> [WORK TO DO]:
Print the listing below verbatim, starting at its first line and stopping after the line that contains "Return the mask of every instance of the white".

# start of LISTING

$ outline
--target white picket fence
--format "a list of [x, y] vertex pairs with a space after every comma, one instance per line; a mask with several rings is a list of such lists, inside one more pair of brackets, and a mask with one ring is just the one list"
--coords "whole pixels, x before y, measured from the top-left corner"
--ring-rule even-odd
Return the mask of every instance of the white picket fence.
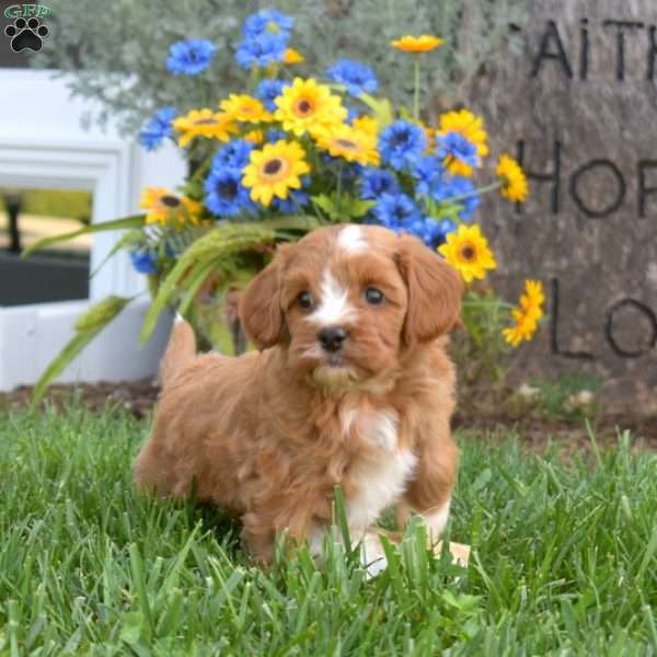
[[[146, 185], [174, 187], [185, 165], [174, 148], [146, 153], [134, 139], [82, 129], [89, 106], [72, 100], [53, 71], [0, 69], [0, 187], [88, 189], [92, 221], [134, 214]], [[91, 270], [112, 249], [116, 233], [97, 233]], [[0, 286], [15, 285], [0, 280]], [[44, 281], [47, 286], [47, 281]], [[107, 295], [143, 292], [105, 328], [62, 373], [60, 381], [117, 381], [152, 376], [169, 333], [163, 320], [139, 348], [138, 333], [148, 308], [143, 277], [127, 254], [107, 261], [90, 285], [90, 301], [0, 308], [0, 391], [33, 383], [73, 335], [72, 325], [89, 303]]]

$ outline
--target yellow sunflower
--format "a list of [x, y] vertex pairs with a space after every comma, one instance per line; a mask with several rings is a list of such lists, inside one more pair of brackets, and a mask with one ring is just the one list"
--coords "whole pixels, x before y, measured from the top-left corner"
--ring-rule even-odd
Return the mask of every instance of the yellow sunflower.
[[526, 280], [525, 295], [520, 297], [518, 307], [511, 310], [515, 324], [502, 331], [507, 343], [517, 347], [523, 339], [532, 338], [543, 316], [544, 301], [543, 284], [540, 280]]
[[367, 116], [367, 114], [355, 118], [351, 122], [351, 126], [357, 130], [361, 130], [362, 132], [367, 132], [373, 137], [379, 135], [379, 122], [372, 116]]
[[283, 123], [284, 130], [290, 130], [298, 137], [306, 131], [336, 126], [344, 123], [347, 111], [339, 96], [331, 93], [325, 84], [318, 84], [310, 78], [295, 78], [276, 100], [276, 119]]
[[268, 206], [275, 196], [287, 198], [290, 188], [299, 189], [300, 176], [310, 172], [304, 155], [299, 143], [285, 139], [251, 151], [242, 184], [251, 188], [252, 200]]
[[219, 139], [228, 141], [231, 132], [238, 128], [232, 117], [223, 112], [208, 110], [192, 110], [186, 116], [181, 116], [173, 122], [173, 129], [181, 132], [178, 143], [185, 148], [196, 137], [206, 139]]
[[423, 34], [422, 36], [402, 36], [402, 38], [397, 38], [390, 43], [397, 50], [404, 50], [404, 53], [427, 53], [428, 50], [441, 46], [445, 43], [445, 39], [439, 38], [438, 36]]
[[161, 223], [182, 228], [187, 223], [200, 223], [203, 206], [185, 196], [177, 196], [165, 187], [146, 187], [139, 207], [148, 210], [147, 223]]
[[250, 130], [244, 135], [244, 139], [253, 143], [262, 143], [265, 140], [265, 134], [262, 130]]
[[495, 269], [497, 263], [488, 242], [479, 226], [461, 224], [454, 233], [447, 234], [447, 242], [438, 247], [445, 260], [457, 268], [463, 280], [486, 277], [486, 269]]
[[496, 169], [497, 175], [503, 178], [502, 195], [509, 200], [522, 203], [529, 194], [529, 186], [520, 164], [507, 154], [499, 158]]
[[295, 48], [286, 48], [283, 54], [283, 64], [303, 64], [304, 61], [306, 57]]
[[344, 158], [347, 162], [357, 162], [364, 166], [379, 165], [376, 135], [343, 124], [318, 132], [315, 138], [320, 148], [327, 150], [334, 158]]
[[265, 106], [253, 96], [242, 93], [231, 93], [226, 101], [221, 101], [221, 110], [234, 120], [250, 120], [258, 123], [262, 120], [272, 120], [273, 116]]
[[[458, 132], [468, 139], [468, 141], [474, 143], [480, 160], [488, 154], [489, 151], [486, 143], [488, 135], [484, 129], [484, 119], [481, 116], [475, 116], [468, 110], [446, 112], [440, 115], [440, 125], [436, 130], [436, 135], [443, 137], [448, 132]], [[452, 175], [470, 176], [473, 173], [472, 166], [454, 158], [450, 158], [450, 161], [446, 162], [446, 166]]]

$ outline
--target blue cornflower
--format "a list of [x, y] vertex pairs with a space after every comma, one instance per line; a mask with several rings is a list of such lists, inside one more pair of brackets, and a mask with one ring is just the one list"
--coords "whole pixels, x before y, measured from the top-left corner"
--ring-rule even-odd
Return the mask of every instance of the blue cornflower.
[[297, 215], [303, 206], [308, 205], [310, 196], [306, 192], [295, 189], [288, 194], [287, 198], [275, 198], [272, 207], [284, 215]]
[[469, 166], [480, 165], [481, 160], [476, 154], [476, 145], [465, 139], [460, 132], [451, 130], [447, 135], [438, 137], [437, 143], [438, 157], [441, 160], [445, 158], [453, 158]]
[[406, 194], [383, 194], [374, 206], [379, 222], [393, 230], [419, 217], [419, 209]]
[[458, 197], [458, 196], [464, 196], [464, 195], [470, 195], [472, 194], [472, 196], [468, 196], [468, 198], [459, 198], [456, 203], [458, 203], [460, 206], [463, 206], [463, 209], [460, 212], [460, 218], [463, 221], [470, 221], [472, 219], [472, 215], [474, 214], [474, 210], [476, 210], [476, 208], [480, 205], [480, 196], [479, 194], [474, 194], [474, 185], [472, 184], [472, 181], [463, 177], [462, 175], [454, 175], [452, 176], [451, 180], [451, 196], [453, 197]]
[[360, 176], [360, 197], [370, 200], [382, 194], [396, 194], [400, 189], [396, 177], [384, 169], [368, 166]]
[[171, 122], [176, 114], [177, 110], [175, 107], [162, 107], [146, 123], [141, 132], [139, 132], [139, 143], [146, 150], [155, 150], [166, 137], [173, 136]]
[[351, 125], [354, 123], [354, 119], [358, 118], [359, 116], [360, 116], [360, 114], [359, 114], [358, 110], [356, 110], [355, 107], [347, 107], [346, 123]]
[[359, 96], [362, 93], [374, 93], [379, 82], [372, 69], [353, 59], [338, 59], [327, 71], [326, 76], [333, 82], [344, 84], [347, 92]]
[[246, 37], [238, 44], [235, 61], [245, 69], [266, 67], [274, 61], [281, 61], [286, 47], [287, 38], [280, 34], [264, 33]]
[[174, 76], [197, 76], [210, 66], [217, 46], [205, 38], [188, 38], [169, 48], [166, 68]]
[[221, 147], [212, 159], [211, 169], [239, 169], [249, 164], [253, 142], [245, 139], [233, 139]]
[[414, 165], [426, 146], [424, 130], [403, 119], [390, 124], [379, 137], [381, 161], [400, 170]]
[[139, 274], [158, 273], [158, 256], [150, 251], [130, 251], [130, 261]]
[[255, 97], [260, 99], [269, 112], [276, 112], [274, 101], [283, 93], [283, 88], [290, 84], [287, 80], [263, 80], [257, 85]]
[[242, 34], [246, 38], [257, 38], [263, 34], [281, 34], [288, 38], [293, 26], [295, 19], [276, 9], [263, 9], [244, 21]]
[[205, 205], [218, 217], [234, 217], [254, 208], [239, 169], [212, 169], [205, 182]]
[[447, 235], [450, 232], [453, 232], [454, 230], [457, 230], [457, 224], [451, 220], [451, 219], [442, 219], [441, 221], [438, 221], [438, 223], [434, 222], [436, 224], [436, 233], [435, 233], [435, 242], [434, 245], [435, 246], [439, 246], [440, 244], [443, 244], [447, 241]]
[[418, 194], [428, 195], [445, 175], [445, 168], [441, 164], [440, 158], [436, 155], [422, 155], [418, 158], [413, 177], [416, 180], [415, 191]]

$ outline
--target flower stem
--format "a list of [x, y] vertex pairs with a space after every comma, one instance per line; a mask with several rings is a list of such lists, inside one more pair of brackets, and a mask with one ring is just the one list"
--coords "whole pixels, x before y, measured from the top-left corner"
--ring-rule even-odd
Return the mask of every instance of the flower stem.
[[413, 118], [419, 119], [419, 55], [415, 56], [415, 91], [413, 94]]
[[460, 194], [459, 196], [452, 196], [450, 198], [446, 198], [445, 203], [456, 203], [459, 200], [464, 200], [465, 198], [472, 198], [473, 196], [479, 196], [480, 194], [487, 194], [488, 192], [493, 192], [494, 189], [499, 189], [504, 185], [504, 181], [497, 181], [495, 183], [491, 183], [485, 187], [480, 187], [479, 189], [473, 189], [472, 192], [468, 192], [468, 194]]

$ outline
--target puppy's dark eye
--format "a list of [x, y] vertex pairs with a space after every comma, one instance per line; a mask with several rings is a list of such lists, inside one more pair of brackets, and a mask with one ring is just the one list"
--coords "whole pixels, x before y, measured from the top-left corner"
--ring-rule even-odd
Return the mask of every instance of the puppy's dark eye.
[[312, 295], [308, 290], [302, 291], [297, 297], [297, 303], [299, 303], [299, 307], [303, 310], [310, 310], [313, 304]]
[[383, 299], [385, 297], [383, 297], [383, 292], [381, 290], [369, 287], [365, 290], [365, 298], [368, 303], [371, 303], [372, 306], [379, 306], [383, 303]]

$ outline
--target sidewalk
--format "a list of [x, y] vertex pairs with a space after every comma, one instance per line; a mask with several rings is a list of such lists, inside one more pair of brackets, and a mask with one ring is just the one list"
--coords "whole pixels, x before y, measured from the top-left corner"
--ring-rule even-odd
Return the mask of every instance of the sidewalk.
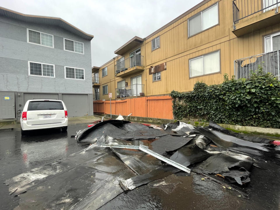
[[[95, 115], [92, 116], [74, 117], [68, 118], [68, 125], [90, 123], [97, 120], [101, 120], [102, 116]], [[20, 129], [20, 123], [18, 121], [17, 124], [13, 125], [0, 125], [0, 130], [9, 129]]]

# end of LISTING

> [THE REPLY]:
$ outline
--target white picket fence
--format "a list of [x, y] vertex pairs with a space after every comma, one instance per line; a mask with several rings is a list of such lists, inside one more pair of brackets, and a mask with one ring is just the one list"
--coords "whole pixels, x before y, measured from the top-left corner"
--ring-rule even-odd
Return the mask of every instance of the white picket fence.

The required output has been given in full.